■ Extract

>>>>

OECD labour markets remain tight, with total employment higher than before the COVID-19 pandemic and the OECD unemployment rate close to its lowest level since at least 2001. Jobs growth has slowed, however, and real wages have recovered to pre-2020 levels in only 19 of the 35 OECD countries with available data, despite some catching up in the past quarters. Gender employment participation gaps are narrowing, with female employment up by about 5% in May this year from December 2019, compared with 3% for men.
The OECD Employment Outlook 2024 estimates that OECD-wide employment, which reached 662 million in May 2024 – up by about 25% since 2000 – is expected to grow at around 0.7% per annum over 2024-25. The OECD-wide unemployment rate stood at 4.9% in May 2024, and is projected to inch up slightly. It was 0.2 percentage points higher for women than for men.

<<<<

■ Data under study

>>>>

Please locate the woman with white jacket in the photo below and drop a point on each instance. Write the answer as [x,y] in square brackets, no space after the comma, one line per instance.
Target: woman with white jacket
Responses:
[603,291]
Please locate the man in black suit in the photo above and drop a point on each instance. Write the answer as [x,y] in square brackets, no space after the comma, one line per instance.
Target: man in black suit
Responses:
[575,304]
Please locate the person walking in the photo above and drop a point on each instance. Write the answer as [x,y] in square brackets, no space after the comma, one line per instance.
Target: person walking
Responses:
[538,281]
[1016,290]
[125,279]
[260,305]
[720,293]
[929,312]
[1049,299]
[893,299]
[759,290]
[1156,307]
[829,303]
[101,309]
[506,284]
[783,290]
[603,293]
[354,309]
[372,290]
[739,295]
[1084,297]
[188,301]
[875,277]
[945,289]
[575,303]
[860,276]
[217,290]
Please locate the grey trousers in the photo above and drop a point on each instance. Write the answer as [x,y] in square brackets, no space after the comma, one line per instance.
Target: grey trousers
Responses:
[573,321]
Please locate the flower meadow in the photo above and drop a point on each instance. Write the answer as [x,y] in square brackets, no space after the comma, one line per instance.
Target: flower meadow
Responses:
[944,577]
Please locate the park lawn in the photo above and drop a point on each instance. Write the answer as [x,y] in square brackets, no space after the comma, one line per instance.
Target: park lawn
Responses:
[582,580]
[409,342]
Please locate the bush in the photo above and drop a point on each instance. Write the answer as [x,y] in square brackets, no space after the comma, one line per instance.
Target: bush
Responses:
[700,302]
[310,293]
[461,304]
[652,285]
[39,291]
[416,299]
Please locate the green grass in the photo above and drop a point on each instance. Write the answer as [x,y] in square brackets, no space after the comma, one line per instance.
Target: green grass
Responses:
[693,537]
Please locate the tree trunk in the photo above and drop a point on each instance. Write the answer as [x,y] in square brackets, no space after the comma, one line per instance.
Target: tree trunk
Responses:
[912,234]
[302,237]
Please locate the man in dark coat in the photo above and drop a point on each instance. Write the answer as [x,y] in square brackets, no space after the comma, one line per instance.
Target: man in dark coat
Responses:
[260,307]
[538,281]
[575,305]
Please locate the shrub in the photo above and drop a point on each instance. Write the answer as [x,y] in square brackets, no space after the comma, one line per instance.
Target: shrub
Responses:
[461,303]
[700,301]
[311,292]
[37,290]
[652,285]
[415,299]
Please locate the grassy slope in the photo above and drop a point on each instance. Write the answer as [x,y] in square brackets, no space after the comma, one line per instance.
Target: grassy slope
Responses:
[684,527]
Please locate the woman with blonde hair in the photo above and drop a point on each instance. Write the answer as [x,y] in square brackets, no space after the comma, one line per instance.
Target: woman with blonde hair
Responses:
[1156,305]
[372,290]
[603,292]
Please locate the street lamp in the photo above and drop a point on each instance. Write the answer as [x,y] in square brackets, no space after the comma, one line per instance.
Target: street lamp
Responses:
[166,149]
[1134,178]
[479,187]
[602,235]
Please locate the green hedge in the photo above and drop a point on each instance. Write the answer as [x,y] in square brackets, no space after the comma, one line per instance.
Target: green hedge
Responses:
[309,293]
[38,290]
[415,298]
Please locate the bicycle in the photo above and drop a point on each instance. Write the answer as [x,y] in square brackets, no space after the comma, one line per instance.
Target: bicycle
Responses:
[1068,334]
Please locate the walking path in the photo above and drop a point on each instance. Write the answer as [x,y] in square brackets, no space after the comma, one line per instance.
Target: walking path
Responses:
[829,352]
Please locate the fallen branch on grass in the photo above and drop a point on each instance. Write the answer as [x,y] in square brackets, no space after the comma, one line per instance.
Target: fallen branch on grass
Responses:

<<<<

■ Work task 1
Please summarize the passage on OECD labor markets in two sentences.
■ Work task 2
According to the passage on OECD labor markets, by about how much did female employment rise between December 2019 and May this year?
Rely only on the text about OECD labor markets, not on the records.

■ Exercise answer 1
OECD labor markets remain tight, with employment above pre-pandemic levels and unemployment close to its lowest since at least 2001, though jobs growth has slowed and real wages have recovered to pre-2020 levels in only 19 of the 35 countries with data. Employment reached 662 million in May 2024 and is expected to grow around 0.7% a year over 2024-25, while the unemployment rate of 4.9% is projected to inch up slightly.

■ Exercise answer 2
About 5%.